_Problem to work on_
Which lines in the rows below contain the string "white"? List every one of them in full, matching case exactly.
---------- Given records ----------
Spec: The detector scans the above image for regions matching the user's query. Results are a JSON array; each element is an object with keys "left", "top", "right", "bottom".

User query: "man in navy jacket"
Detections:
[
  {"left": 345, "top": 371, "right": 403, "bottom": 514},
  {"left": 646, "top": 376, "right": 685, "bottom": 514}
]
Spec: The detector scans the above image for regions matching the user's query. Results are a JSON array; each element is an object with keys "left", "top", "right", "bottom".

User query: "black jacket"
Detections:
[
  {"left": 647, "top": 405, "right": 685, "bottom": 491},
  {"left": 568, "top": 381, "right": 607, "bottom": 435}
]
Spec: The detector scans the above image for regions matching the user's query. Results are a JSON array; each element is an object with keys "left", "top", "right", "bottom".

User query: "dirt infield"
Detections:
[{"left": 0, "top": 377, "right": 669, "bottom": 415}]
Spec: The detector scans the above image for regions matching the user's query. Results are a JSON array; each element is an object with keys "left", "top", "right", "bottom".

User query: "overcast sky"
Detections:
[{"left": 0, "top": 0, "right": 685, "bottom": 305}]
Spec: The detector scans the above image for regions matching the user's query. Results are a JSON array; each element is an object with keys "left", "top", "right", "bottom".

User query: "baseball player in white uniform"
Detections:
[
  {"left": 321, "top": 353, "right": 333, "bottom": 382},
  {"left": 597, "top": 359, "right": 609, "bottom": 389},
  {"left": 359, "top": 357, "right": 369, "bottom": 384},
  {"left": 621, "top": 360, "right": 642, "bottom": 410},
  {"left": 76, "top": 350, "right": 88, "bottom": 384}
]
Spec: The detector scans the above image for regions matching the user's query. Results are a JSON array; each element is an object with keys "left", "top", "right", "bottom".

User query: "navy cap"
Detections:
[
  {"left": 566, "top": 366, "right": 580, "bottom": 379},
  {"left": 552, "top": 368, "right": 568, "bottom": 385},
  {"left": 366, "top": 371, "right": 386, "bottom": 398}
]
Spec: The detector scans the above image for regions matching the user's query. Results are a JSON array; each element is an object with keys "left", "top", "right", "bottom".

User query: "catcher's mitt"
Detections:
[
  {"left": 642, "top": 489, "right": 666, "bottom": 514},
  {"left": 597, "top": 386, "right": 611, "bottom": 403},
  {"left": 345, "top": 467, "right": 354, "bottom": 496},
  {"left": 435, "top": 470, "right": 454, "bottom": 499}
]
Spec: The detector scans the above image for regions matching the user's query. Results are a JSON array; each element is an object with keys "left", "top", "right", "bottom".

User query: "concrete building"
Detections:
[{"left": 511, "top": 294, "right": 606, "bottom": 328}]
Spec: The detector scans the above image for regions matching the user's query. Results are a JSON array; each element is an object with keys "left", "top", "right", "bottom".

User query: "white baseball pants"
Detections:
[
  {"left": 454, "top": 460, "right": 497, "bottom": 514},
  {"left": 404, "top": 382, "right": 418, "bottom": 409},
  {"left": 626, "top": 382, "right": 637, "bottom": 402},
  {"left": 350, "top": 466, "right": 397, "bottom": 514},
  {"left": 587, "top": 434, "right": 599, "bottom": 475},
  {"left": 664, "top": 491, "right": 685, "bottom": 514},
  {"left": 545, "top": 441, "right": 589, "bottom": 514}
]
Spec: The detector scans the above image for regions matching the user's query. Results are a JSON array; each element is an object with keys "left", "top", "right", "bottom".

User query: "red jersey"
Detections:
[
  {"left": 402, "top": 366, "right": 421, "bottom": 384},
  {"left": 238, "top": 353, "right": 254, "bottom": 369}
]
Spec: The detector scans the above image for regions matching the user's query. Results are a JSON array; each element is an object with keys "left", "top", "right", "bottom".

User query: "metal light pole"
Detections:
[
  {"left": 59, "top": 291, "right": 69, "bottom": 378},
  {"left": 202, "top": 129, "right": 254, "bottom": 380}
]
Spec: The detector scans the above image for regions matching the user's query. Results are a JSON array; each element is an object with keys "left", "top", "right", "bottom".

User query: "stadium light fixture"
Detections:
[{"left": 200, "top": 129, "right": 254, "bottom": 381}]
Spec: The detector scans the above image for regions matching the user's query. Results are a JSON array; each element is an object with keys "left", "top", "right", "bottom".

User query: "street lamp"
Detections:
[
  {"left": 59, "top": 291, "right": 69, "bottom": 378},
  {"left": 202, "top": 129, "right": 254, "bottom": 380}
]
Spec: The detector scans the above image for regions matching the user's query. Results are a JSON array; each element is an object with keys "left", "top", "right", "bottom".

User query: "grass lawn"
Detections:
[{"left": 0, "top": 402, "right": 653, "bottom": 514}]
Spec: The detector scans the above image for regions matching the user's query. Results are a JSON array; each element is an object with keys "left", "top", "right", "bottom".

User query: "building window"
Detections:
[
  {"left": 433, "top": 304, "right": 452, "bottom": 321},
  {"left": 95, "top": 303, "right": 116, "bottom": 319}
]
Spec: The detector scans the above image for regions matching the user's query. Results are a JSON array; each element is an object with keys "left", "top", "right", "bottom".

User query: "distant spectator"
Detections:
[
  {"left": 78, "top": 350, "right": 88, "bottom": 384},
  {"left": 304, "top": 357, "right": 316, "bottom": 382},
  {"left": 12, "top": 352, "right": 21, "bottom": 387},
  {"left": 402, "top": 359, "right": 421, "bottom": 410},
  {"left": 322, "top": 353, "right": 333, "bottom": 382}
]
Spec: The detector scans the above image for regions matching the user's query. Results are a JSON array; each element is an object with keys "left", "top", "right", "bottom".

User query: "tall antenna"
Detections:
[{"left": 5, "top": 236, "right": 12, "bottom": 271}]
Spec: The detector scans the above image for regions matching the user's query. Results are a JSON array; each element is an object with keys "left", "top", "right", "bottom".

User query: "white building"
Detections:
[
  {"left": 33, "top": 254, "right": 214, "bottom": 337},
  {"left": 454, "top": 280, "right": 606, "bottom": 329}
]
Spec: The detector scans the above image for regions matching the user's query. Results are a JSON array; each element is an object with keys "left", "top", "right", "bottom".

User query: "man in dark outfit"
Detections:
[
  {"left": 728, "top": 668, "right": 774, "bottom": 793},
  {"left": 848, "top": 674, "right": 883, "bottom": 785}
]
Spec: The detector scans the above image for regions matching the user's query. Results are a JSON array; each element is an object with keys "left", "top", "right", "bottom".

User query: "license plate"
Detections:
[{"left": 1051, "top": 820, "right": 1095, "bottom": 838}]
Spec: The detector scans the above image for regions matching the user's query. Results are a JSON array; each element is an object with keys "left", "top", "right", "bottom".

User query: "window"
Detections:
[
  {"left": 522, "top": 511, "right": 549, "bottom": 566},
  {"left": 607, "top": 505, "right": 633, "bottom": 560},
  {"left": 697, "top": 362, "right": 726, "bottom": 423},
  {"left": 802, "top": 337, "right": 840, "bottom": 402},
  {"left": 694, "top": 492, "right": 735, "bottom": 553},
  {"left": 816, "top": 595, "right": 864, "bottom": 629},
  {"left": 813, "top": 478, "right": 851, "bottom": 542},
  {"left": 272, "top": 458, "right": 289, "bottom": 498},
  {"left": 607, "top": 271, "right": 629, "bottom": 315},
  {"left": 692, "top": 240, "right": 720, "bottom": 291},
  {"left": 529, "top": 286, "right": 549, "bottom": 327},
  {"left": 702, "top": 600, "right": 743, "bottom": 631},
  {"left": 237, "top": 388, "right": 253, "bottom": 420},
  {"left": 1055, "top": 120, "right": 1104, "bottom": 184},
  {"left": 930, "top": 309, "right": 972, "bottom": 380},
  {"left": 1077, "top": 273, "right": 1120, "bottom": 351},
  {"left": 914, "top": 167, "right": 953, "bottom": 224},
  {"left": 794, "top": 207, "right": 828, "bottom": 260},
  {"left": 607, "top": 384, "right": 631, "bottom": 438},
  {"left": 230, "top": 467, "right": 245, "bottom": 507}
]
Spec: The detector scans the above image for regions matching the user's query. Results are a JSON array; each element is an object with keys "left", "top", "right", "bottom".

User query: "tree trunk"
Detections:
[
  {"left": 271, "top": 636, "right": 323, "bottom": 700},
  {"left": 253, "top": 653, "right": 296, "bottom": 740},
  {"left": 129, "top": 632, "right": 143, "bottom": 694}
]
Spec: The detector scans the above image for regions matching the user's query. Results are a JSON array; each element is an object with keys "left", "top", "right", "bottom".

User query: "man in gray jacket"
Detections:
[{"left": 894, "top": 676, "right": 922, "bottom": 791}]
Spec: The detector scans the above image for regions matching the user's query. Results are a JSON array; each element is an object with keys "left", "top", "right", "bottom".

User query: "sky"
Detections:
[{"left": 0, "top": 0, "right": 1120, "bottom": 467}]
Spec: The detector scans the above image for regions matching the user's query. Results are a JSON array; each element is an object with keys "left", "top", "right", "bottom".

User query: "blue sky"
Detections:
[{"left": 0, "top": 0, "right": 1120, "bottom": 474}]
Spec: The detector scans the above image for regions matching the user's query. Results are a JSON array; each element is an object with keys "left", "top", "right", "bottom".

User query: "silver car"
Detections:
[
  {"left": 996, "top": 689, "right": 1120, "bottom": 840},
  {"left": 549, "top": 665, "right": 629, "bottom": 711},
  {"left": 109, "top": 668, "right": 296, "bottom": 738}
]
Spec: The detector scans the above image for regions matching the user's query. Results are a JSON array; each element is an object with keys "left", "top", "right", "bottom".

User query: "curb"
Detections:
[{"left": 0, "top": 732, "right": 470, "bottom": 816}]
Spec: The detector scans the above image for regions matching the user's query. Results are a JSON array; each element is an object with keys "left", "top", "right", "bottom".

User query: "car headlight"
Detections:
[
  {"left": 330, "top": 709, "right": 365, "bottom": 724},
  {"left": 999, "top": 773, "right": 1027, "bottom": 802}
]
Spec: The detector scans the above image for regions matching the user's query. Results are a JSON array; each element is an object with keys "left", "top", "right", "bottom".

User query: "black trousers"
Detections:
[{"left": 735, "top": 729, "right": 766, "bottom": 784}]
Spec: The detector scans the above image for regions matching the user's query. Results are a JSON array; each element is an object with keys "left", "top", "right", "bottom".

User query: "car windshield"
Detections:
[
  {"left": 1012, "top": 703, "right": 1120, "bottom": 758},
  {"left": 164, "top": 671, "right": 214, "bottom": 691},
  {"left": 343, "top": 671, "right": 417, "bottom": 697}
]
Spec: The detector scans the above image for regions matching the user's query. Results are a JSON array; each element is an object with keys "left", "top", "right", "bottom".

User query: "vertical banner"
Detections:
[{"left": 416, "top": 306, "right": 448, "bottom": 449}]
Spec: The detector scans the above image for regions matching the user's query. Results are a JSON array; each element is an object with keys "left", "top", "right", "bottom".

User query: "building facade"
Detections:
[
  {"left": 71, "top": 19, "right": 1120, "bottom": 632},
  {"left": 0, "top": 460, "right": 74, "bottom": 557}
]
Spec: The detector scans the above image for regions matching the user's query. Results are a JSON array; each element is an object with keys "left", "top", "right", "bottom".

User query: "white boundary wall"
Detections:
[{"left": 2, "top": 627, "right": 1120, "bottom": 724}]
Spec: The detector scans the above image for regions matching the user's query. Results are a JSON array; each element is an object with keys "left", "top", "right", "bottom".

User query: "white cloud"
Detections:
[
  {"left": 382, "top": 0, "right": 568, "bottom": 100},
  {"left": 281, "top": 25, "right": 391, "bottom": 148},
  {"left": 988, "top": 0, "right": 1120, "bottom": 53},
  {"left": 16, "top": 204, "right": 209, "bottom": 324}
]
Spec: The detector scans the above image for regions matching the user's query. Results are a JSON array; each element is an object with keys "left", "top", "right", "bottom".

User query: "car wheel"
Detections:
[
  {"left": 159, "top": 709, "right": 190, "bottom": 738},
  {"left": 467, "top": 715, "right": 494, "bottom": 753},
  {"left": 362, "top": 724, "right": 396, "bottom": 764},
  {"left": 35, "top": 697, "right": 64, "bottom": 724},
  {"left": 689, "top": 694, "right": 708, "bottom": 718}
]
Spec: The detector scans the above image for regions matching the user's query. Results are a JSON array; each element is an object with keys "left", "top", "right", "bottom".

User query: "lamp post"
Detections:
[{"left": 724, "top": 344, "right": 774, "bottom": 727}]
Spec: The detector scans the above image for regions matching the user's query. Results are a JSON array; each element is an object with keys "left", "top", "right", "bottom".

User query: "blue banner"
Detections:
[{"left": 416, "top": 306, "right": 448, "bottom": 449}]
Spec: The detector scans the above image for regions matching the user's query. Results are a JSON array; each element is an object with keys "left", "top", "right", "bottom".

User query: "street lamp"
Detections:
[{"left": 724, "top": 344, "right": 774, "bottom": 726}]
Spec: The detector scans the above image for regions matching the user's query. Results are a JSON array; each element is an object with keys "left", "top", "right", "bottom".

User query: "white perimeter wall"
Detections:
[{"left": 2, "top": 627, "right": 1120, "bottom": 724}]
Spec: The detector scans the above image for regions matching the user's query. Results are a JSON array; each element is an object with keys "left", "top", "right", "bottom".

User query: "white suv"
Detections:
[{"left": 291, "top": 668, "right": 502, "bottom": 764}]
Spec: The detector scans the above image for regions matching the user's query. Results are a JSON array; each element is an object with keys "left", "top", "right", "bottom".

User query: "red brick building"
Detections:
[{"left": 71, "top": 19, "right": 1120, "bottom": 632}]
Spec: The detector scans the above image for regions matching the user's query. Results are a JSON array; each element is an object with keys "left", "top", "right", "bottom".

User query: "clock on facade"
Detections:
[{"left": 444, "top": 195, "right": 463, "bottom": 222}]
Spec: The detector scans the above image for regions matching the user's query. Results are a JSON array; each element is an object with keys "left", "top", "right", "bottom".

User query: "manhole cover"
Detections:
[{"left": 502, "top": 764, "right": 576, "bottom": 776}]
----------
_Response below_
User query: "baseball player in white uniform"
User query: "white baseball pants"
User query: "white building"
User query: "white boundary wall"
User query: "white cloud"
User query: "white perimeter wall"
User query: "white suv"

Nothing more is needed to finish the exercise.